** Task objective **
Count how many lines in the entries below contain the word "chair", treating uppercase and lowercase as different. Reply with the number alone.

(Dataset extracts with box labels)
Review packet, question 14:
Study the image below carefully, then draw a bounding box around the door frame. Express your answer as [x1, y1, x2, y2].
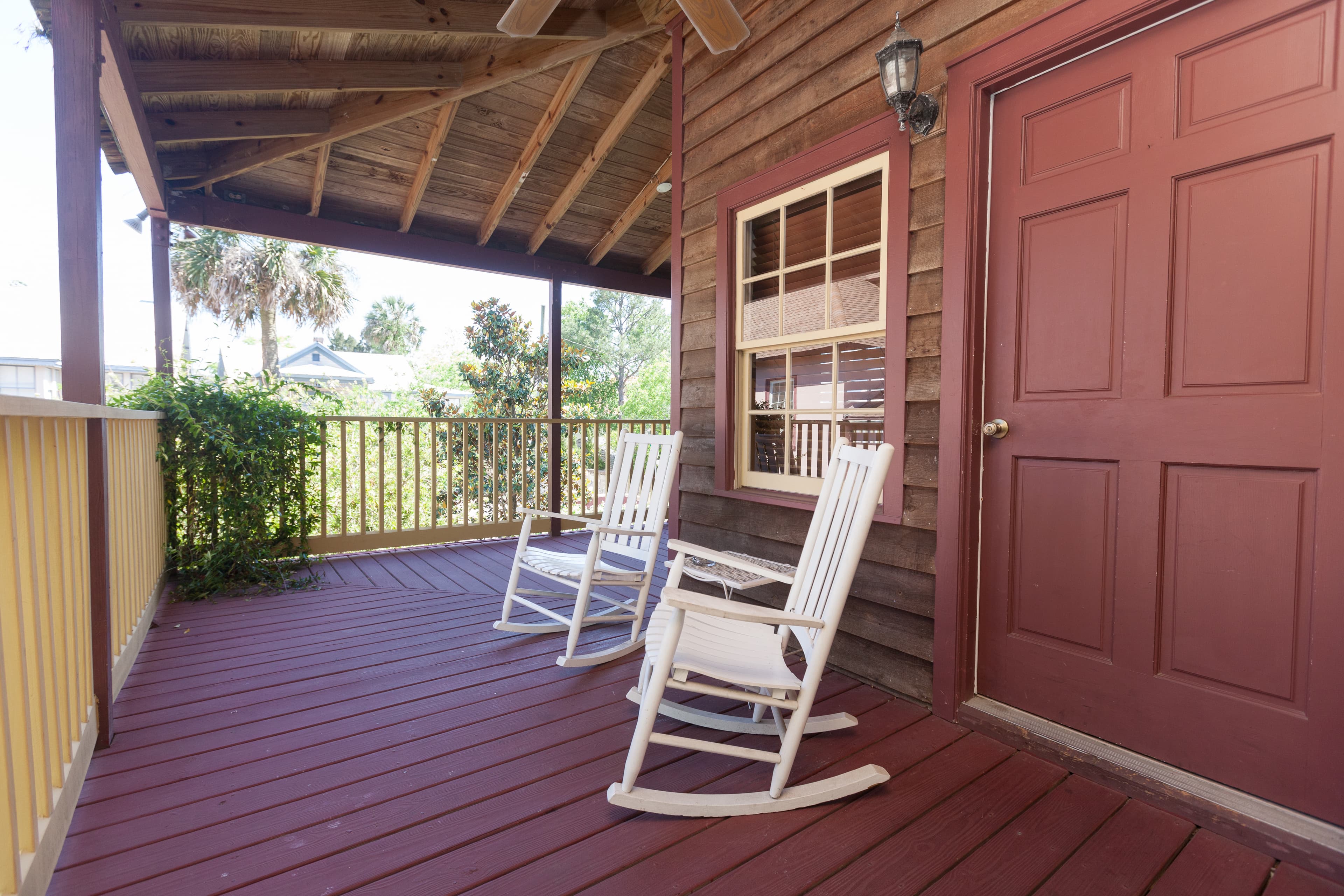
[933, 0, 1207, 721]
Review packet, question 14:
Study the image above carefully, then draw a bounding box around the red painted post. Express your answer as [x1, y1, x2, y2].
[149, 218, 172, 373]
[546, 277, 565, 535]
[51, 0, 113, 747]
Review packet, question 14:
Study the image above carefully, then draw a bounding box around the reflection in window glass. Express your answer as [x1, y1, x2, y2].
[746, 210, 779, 277]
[836, 336, 887, 408]
[784, 192, 827, 267]
[828, 251, 882, 332]
[784, 265, 827, 333]
[828, 170, 882, 253]
[742, 277, 779, 340]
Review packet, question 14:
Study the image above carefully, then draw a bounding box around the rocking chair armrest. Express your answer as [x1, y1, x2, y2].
[668, 539, 793, 584]
[660, 588, 825, 629]
[522, 508, 593, 524]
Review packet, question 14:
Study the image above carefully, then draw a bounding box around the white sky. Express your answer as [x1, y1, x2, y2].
[0, 0, 599, 372]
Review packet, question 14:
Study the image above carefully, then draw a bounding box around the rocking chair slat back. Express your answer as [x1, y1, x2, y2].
[602, 433, 677, 560]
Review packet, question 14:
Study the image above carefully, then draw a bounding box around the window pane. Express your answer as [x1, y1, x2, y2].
[751, 348, 788, 411]
[789, 343, 835, 411]
[836, 336, 887, 407]
[744, 211, 779, 277]
[828, 170, 882, 253]
[747, 414, 784, 473]
[785, 265, 827, 338]
[742, 277, 779, 340]
[828, 250, 882, 332]
[840, 414, 884, 450]
[784, 194, 827, 267]
[789, 414, 833, 479]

** In response **
2